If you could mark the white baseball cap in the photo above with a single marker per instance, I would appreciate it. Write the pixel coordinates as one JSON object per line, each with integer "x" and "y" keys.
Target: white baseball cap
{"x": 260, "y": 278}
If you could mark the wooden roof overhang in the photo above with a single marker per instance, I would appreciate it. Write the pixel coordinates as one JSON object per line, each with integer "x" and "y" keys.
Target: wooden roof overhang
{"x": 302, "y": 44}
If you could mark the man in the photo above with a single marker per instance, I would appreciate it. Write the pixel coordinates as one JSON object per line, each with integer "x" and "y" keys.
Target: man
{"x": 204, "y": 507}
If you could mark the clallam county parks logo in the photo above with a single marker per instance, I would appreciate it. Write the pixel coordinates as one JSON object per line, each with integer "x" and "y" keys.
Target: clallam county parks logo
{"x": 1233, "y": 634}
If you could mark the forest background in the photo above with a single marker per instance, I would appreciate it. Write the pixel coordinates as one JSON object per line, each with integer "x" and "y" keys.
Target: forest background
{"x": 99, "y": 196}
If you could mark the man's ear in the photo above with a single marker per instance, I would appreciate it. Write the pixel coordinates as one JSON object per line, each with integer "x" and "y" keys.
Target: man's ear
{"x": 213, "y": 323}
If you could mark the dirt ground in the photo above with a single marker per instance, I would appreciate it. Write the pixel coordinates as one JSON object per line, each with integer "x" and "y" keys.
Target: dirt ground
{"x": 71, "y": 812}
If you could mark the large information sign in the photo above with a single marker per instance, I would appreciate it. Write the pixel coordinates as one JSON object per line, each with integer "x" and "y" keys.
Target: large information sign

◆ ◆ ◆

Problem → Output exactly the lines from the one containing "If you could mark the man's" through the last line of the entries, both ends included.

Task result →
If you could mark the man's ear in the photo above with a single marker per instance, I would appreciate it. Write the pixel coordinates as one JSON object per line, each with integer "x" and "y" keys.
Target: man's ear
{"x": 213, "y": 323}
If you could mark the dirt ground in the photo above with a single marker per instance, I would appreciate it. Write the pixel coordinates as one JSON object per line, each with integer "x" and "y" keys.
Target: dirt ground
{"x": 71, "y": 812}
If you could mark the large information sign in the photo above with a single marker per instance, I would appreciate it. Write the pixel coordinates as one JSON object per line, each with integer "x" and "y" keys.
Target: large information sign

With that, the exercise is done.